**GIVEN PROBLEM:**
Copy out the records below word for word, starting at the very beginning of the records and ending with the line that contains "[[469, 453, 612, 600]]".

**DATA SHOWN:**
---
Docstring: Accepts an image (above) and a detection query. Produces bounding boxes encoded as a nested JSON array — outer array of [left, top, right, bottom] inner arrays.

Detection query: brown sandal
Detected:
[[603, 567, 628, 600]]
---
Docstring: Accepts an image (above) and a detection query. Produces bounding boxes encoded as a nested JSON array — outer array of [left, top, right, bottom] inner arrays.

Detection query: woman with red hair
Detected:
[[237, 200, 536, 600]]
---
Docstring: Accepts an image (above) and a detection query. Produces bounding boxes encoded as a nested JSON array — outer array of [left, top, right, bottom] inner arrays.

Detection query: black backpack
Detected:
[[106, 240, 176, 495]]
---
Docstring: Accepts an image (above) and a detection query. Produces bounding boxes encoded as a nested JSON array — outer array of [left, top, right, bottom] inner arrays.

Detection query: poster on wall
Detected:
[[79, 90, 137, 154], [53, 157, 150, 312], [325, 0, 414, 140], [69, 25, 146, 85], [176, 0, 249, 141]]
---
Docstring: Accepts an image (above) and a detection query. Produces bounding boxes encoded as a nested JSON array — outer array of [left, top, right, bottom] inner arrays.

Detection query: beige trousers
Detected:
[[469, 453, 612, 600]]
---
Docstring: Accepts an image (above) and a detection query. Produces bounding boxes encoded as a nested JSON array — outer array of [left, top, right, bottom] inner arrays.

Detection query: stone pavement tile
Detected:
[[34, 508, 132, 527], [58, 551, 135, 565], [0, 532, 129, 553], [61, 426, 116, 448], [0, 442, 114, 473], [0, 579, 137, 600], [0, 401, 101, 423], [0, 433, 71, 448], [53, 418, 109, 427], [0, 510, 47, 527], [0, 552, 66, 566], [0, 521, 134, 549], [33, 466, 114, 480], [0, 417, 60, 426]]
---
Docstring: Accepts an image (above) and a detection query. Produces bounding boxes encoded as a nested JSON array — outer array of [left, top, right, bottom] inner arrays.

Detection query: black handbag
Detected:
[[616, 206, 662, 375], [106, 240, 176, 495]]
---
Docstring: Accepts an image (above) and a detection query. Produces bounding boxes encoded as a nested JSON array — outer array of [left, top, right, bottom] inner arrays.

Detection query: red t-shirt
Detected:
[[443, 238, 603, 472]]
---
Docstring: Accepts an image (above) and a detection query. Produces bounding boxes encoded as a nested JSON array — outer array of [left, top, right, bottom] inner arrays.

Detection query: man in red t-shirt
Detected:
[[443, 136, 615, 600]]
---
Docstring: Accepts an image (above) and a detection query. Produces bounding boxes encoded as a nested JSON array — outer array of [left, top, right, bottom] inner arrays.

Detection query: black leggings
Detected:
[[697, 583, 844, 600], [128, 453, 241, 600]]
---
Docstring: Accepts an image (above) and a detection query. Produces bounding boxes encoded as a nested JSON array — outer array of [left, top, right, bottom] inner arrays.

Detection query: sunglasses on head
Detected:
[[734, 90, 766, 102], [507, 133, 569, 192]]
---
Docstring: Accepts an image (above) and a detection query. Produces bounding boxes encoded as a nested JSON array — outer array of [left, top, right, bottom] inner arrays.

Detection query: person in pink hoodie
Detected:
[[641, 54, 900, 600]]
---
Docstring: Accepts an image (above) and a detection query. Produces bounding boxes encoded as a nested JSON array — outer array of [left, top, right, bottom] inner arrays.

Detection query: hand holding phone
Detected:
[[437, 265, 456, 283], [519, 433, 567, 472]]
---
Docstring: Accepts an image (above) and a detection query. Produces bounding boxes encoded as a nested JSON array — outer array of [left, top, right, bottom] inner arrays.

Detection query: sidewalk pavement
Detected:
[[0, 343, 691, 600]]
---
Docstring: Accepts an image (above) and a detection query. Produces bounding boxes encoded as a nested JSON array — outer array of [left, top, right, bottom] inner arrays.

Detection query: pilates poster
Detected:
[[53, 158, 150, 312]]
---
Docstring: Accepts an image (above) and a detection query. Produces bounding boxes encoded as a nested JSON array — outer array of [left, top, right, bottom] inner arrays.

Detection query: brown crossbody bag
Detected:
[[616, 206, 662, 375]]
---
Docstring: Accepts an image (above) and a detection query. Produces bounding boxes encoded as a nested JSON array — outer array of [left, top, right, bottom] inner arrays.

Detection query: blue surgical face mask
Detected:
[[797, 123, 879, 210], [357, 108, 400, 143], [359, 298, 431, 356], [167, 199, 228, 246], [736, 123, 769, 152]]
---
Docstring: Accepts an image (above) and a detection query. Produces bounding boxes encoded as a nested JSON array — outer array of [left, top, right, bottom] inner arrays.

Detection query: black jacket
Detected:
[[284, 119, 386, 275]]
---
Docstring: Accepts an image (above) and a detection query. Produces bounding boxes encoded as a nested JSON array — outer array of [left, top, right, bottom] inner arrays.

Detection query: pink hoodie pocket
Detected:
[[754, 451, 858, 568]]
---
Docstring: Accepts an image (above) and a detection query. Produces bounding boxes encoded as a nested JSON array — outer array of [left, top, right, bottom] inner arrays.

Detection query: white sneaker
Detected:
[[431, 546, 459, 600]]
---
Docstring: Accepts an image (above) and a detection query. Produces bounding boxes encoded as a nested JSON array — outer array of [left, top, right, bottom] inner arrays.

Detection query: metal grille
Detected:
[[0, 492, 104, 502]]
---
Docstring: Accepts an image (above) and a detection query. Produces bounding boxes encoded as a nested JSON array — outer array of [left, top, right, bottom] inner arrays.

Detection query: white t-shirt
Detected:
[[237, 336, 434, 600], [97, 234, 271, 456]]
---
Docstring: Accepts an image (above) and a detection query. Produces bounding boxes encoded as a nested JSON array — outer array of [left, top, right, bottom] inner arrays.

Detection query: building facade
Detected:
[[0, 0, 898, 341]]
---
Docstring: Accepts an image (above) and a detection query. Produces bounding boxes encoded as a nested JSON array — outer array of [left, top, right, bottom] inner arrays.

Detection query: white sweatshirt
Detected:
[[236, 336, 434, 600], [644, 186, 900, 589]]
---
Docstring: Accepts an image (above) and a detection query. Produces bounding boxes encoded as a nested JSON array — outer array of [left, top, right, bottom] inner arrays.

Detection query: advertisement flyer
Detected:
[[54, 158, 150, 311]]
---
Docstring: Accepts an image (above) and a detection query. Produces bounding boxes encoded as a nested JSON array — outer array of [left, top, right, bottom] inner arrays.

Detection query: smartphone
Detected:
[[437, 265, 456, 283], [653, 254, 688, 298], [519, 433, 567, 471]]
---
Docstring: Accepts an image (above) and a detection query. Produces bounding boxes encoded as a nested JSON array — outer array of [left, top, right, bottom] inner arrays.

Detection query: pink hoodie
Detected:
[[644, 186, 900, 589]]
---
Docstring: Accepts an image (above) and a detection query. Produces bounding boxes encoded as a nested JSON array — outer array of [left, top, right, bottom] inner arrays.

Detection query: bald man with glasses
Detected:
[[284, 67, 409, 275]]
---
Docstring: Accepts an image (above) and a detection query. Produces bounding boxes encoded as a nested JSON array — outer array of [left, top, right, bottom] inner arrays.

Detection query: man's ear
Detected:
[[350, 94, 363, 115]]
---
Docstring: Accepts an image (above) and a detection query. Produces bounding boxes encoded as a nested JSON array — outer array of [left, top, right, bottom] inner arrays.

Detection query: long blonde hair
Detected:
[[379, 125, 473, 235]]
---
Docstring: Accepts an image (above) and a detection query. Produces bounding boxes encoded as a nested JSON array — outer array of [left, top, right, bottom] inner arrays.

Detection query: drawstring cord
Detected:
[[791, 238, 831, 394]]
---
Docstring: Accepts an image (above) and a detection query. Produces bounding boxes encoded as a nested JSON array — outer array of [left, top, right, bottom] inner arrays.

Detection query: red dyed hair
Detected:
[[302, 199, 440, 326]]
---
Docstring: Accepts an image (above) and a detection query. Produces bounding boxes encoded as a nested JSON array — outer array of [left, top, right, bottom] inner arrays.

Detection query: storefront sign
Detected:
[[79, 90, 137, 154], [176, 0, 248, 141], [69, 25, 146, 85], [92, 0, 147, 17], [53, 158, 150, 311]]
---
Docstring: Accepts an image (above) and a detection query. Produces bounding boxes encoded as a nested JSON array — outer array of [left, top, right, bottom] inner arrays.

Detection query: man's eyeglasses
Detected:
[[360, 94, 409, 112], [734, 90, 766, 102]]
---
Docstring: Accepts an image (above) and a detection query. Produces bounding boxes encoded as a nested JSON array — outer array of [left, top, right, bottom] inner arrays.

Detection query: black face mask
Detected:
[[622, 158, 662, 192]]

**FINAL RESULT:**
---
Docstring: Accepts an image (above) and a detection query. Produces bounding boxes encoded as a nested JSON array — outer array of [left, top, right, bottom] inner arrays.

Detection query: brown sandal
Detected:
[[603, 567, 628, 600]]
---
Docstring: Accepts an image (above) and a detection query. Produces bounding boxes encoded as a nested JSON array — outer array of [left, top, right, bottom] inner arrays.

Detection query: woman with red hair
Detected:
[[237, 200, 536, 600]]
---
Docstring: Accepts an image (above) and a detection query. Produces bounding boxes encoded as a nested JSON array — outer array of [left, top, right, bottom] inner arrays.

Detection query: black backpack
Detected:
[[106, 240, 176, 495]]
---
Docstring: Accepts an image (above) and a detection query. Produces bounding boxes encoded as a nested JSON array — outer array of [left, top, right, bottom] inner arrays.

Detection query: poster on wall
Detected:
[[79, 90, 137, 154], [53, 157, 150, 312], [325, 0, 414, 140], [69, 25, 146, 85], [176, 0, 249, 141]]
---
Docstring: Accepts an image (above) and a detection query. Produces bounding boxes encoded as a nested JSON array — outer array of [left, top, right, bottom] inner arrays.

Detection query: beige trousers
Detected:
[[469, 453, 612, 600]]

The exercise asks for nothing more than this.